— Task material —
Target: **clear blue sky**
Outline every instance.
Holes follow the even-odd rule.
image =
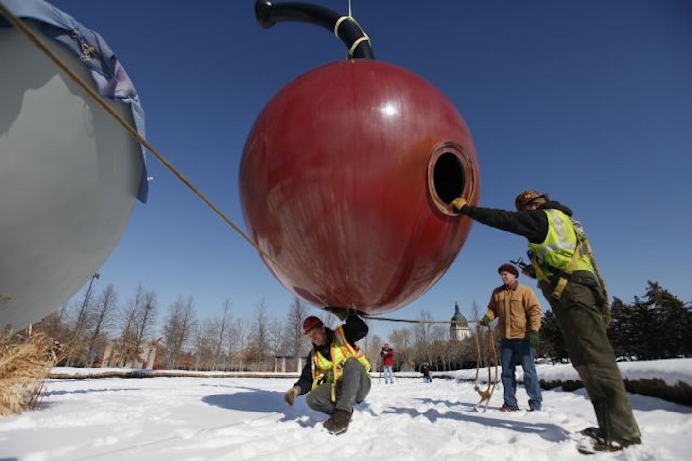
[[[284,85],[344,59],[343,44],[304,23],[268,30],[253,0],[55,0],[98,30],[141,97],[149,140],[244,229],[238,167],[255,117]],[[347,0],[316,1],[347,12]],[[437,86],[471,130],[483,206],[548,191],[585,225],[612,295],[658,281],[692,301],[692,3],[689,0],[353,0],[378,59]],[[147,156],[149,203],[137,203],[100,270],[122,300],[142,283],[161,315],[192,296],[200,317],[226,298],[251,319],[264,298],[285,319],[292,297],[249,245]],[[471,316],[500,283],[496,268],[525,239],[475,224],[453,265],[390,314],[437,319],[455,301]],[[529,283],[525,278],[520,281]],[[532,283],[529,283],[533,285]],[[402,324],[373,323],[385,335]]]

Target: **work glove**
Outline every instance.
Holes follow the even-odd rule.
[[[538,338],[538,332],[537,331],[529,331],[529,344],[531,344],[531,347],[534,349],[538,347],[538,343],[540,342],[540,339]]]
[[[334,314],[336,318],[341,321],[345,321],[349,316],[356,313],[356,311],[353,309],[349,309],[348,308],[338,308],[332,305],[325,307],[325,310]]]
[[[462,208],[464,208],[466,205],[466,200],[464,197],[457,197],[452,203],[450,204],[452,205],[452,209],[453,209],[457,213],[462,211]]]
[[[295,400],[295,397],[300,395],[300,386],[294,386],[286,391],[286,394],[284,395],[284,400],[286,401],[286,404],[293,405],[293,400]]]

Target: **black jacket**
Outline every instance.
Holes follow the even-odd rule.
[[[558,209],[572,216],[571,209],[559,202],[547,202],[534,210],[509,211],[496,208],[465,205],[464,214],[482,224],[526,237],[531,243],[540,243],[548,235],[548,217],[545,209]]]
[[[365,337],[369,328],[365,322],[363,321],[358,316],[351,315],[346,319],[346,322],[342,325],[344,330],[344,337],[352,346],[356,344],[358,339]],[[331,359],[331,341],[334,339],[334,332],[325,327],[325,332],[327,333],[327,340],[322,346],[313,344],[312,350],[307,355],[305,359],[305,366],[300,373],[300,377],[293,386],[300,386],[300,394],[304,394],[312,388],[312,355],[316,351],[319,351],[320,354],[328,360]]]

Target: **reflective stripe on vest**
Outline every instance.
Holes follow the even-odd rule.
[[[540,270],[536,271],[539,281],[550,282],[548,277],[554,272],[552,268],[565,271],[576,245],[579,243],[574,225],[565,213],[558,209],[545,209],[548,218],[548,233],[541,243],[529,243],[529,250],[533,253]],[[585,252],[576,261],[574,270],[594,272],[591,261]],[[543,273],[541,273],[543,272]]]
[[[358,348],[354,348],[344,336],[343,328],[339,327],[334,331],[334,339],[329,346],[331,360],[328,360],[319,351],[313,352],[312,388],[314,389],[324,378],[327,383],[334,383],[341,379],[343,365],[350,357],[356,357],[365,371],[370,371],[370,363],[365,355]]]

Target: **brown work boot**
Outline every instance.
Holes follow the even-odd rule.
[[[579,431],[579,433],[586,437],[590,437],[592,439],[603,438],[601,435],[601,429],[594,426],[590,426]]]
[[[344,410],[337,410],[329,420],[322,423],[330,434],[338,435],[346,432],[351,422],[351,413]]]
[[[577,444],[576,449],[583,455],[594,455],[597,453],[619,451],[623,445],[617,442],[608,442],[601,438],[585,437]]]

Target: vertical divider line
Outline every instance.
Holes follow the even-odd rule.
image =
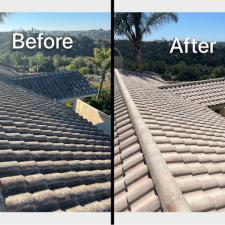
[[[111,0],[111,131],[111,224],[114,224],[114,0]]]

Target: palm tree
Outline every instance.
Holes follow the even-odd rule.
[[[101,76],[101,82],[98,89],[97,100],[100,98],[103,88],[103,83],[107,72],[111,68],[111,49],[110,48],[95,48],[94,49],[95,65],[98,73]]]
[[[136,63],[140,66],[142,59],[141,43],[144,35],[169,22],[177,22],[176,13],[115,13],[114,30],[116,35],[125,35],[136,51]]]

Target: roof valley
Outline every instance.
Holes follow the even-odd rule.
[[[158,192],[159,200],[164,211],[189,212],[190,207],[184,199],[175,178],[170,172],[161,152],[128,92],[119,70],[115,76],[126,103],[130,119],[141,145],[148,170]]]

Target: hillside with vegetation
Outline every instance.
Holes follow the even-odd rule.
[[[172,41],[142,42],[142,64],[136,66],[136,53],[127,40],[115,41],[123,56],[124,67],[134,71],[152,71],[165,80],[190,81],[223,77],[225,44],[217,43],[213,54],[169,54]]]
[[[0,63],[16,68],[19,72],[60,72],[77,70],[98,90],[87,101],[99,110],[111,114],[111,33],[110,31],[20,31],[25,37],[69,36],[73,48],[66,49],[12,49],[12,32],[0,32]],[[67,103],[71,106],[71,103]]]

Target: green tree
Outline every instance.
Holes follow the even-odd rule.
[[[111,68],[111,49],[110,48],[95,48],[94,49],[95,64],[98,68],[98,74],[101,76],[101,82],[98,89],[97,100],[101,96],[103,83],[107,72]]]
[[[177,22],[175,13],[115,13],[115,34],[126,36],[136,51],[137,66],[141,65],[143,37],[169,22]]]
[[[30,70],[39,72],[40,67],[45,63],[45,56],[42,52],[37,52],[34,56],[29,57]]]

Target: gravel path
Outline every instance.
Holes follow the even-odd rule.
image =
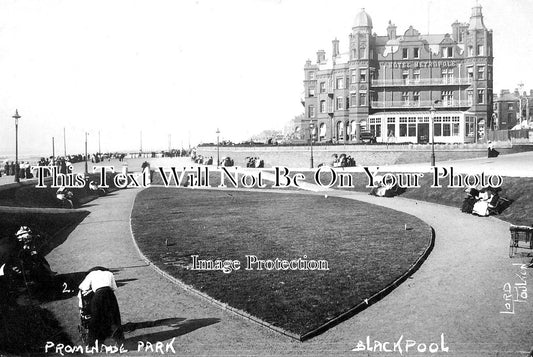
[[[447,356],[519,356],[531,349],[531,299],[504,311],[503,286],[519,282],[524,258],[508,257],[509,224],[494,218],[462,214],[459,209],[402,198],[376,198],[361,193],[328,192],[413,214],[434,227],[435,248],[422,267],[386,296],[355,317],[301,343],[221,310],[183,291],[158,275],[139,257],[130,232],[130,212],[138,190],[118,191],[87,205],[91,214],[47,259],[60,274],[95,265],[116,269],[117,298],[129,354],[138,340],[170,342],[176,355],[400,355],[355,352],[358,341],[402,339],[438,343],[444,335]],[[174,191],[170,191],[174,192]],[[394,239],[394,237],[391,237]],[[70,287],[69,287],[70,288]],[[77,333],[77,300],[69,297],[45,304],[73,342]],[[433,345],[435,347],[437,345]],[[442,347],[439,347],[439,351]],[[407,355],[430,355],[411,347]],[[172,352],[169,350],[168,352]],[[139,353],[145,354],[145,353]],[[435,354],[431,354],[435,355]]]

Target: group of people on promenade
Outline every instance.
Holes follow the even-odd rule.
[[[19,178],[33,178],[29,161],[21,161],[18,164],[14,161],[6,161],[3,169],[3,174],[6,176],[15,176],[18,172]],[[0,176],[2,176],[2,170],[0,170]]]
[[[497,215],[509,204],[509,200],[500,196],[500,188],[493,187],[468,187],[465,189],[466,197],[463,200],[461,211],[477,216],[486,217]]]
[[[332,161],[330,163],[331,167],[353,167],[355,166],[355,158],[346,154],[333,154]]]
[[[44,298],[63,292],[62,281],[41,253],[46,243],[40,234],[21,226],[14,235],[0,238],[0,312],[17,304],[20,294]],[[79,282],[79,281],[78,281]],[[87,346],[108,338],[124,339],[114,274],[107,268],[90,269],[78,285],[80,338]]]

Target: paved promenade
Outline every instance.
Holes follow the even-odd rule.
[[[517,303],[515,314],[500,313],[504,311],[503,286],[517,282],[520,267],[513,263],[522,262],[507,255],[508,223],[398,197],[328,192],[420,217],[435,229],[435,248],[412,278],[383,300],[301,343],[214,307],[147,266],[130,233],[129,217],[137,192],[122,190],[93,201],[87,207],[91,214],[47,256],[60,274],[95,265],[116,271],[117,298],[130,351],[136,349],[138,340],[169,342],[174,337],[177,355],[217,356],[398,355],[352,351],[367,336],[372,343],[390,342],[390,346],[400,338],[429,346],[440,344],[443,334],[449,347],[444,355],[448,356],[520,356],[527,355],[533,344],[531,300]],[[529,279],[531,269],[527,274]],[[79,342],[76,298],[45,307],[59,318],[73,342]]]

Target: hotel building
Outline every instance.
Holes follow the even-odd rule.
[[[493,52],[481,6],[469,23],[437,35],[412,27],[398,35],[389,21],[387,35],[378,36],[362,9],[348,45],[341,52],[335,39],[331,56],[320,50],[305,64],[301,128],[312,128],[315,141],[359,142],[365,131],[377,142],[484,141],[493,118]]]

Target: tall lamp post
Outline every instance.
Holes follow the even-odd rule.
[[[313,131],[315,129],[315,123],[309,123],[309,139],[311,142],[311,168],[313,168]]]
[[[435,105],[431,104],[431,108],[429,108],[431,123],[430,123],[430,130],[431,130],[431,167],[435,167],[435,112],[437,110],[435,109]]]
[[[13,118],[15,119],[15,182],[20,182],[19,177],[19,119],[21,116],[19,115],[18,109],[15,109],[15,115],[13,115]]]
[[[87,135],[89,135],[89,133],[85,132],[85,176],[89,174],[89,169],[87,168]]]
[[[218,165],[220,165],[220,130],[217,128],[217,169],[218,169]]]

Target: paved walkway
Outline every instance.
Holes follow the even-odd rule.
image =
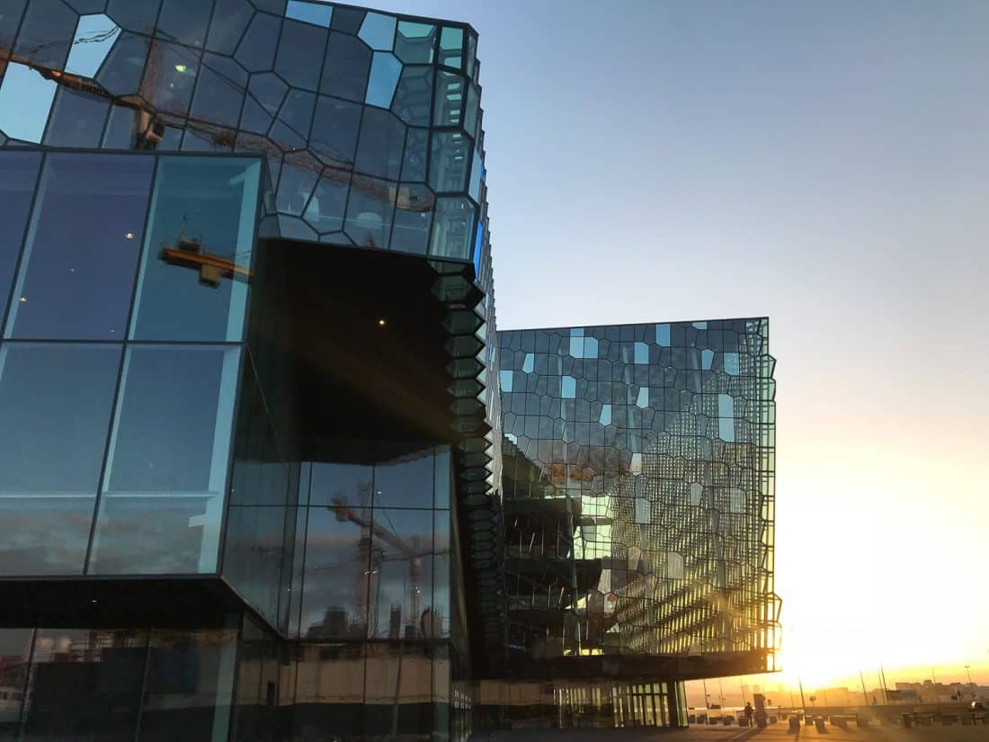
[[[801,727],[791,732],[779,723],[765,729],[691,726],[687,729],[518,729],[476,734],[471,742],[989,742],[989,726],[869,727],[827,732]]]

— Given task —
Please recast the entries from the line with "Target: hotel building" through the end of the entries as a two-column CSV with the headers instruction and polygons, one row per entry, holding its text and its answer. Put each value in one quoted field, turn line breaks into spaces, and leave the pictures out.

— Result of the exercise —
instruction,polygons
"Target: hotel building Outline every instance. Holes follow the even-odd rule.","[[[493,52],[481,6],[469,23],[437,35],[412,27],[398,35],[389,21],[387,35],[378,36],[362,9],[348,45],[341,52],[335,39],[331,56],[320,50],[305,64],[301,128],[312,128],[315,141],[359,142],[365,131],[377,142],[484,141],[493,118]]]"
"Target: tall lamp post Outline every instance. Holes follow the even-odd rule.","[[[313,131],[315,129],[315,123],[309,123],[309,139],[311,142],[311,168],[313,168]]] [[[435,105],[431,104],[431,108],[429,108],[431,123],[430,123],[430,130],[431,130],[431,167],[435,167],[435,112],[437,110],[435,109]]] [[[13,118],[15,119],[15,182],[20,182],[19,177],[19,119],[21,116],[19,115],[18,109],[15,109],[15,115],[13,115]]] [[[87,135],[89,135],[89,133],[85,132],[85,176],[89,174],[89,169],[87,168]]] [[[218,165],[220,165],[220,130],[217,128],[217,169],[218,169]]]"
"Target: paved walkway Outline every instance. Holes follow the even-odd rule. image =","[[[801,727],[791,732],[779,723],[765,729],[691,726],[687,729],[518,729],[476,734],[471,742],[989,742],[989,726],[869,727],[827,732]]]"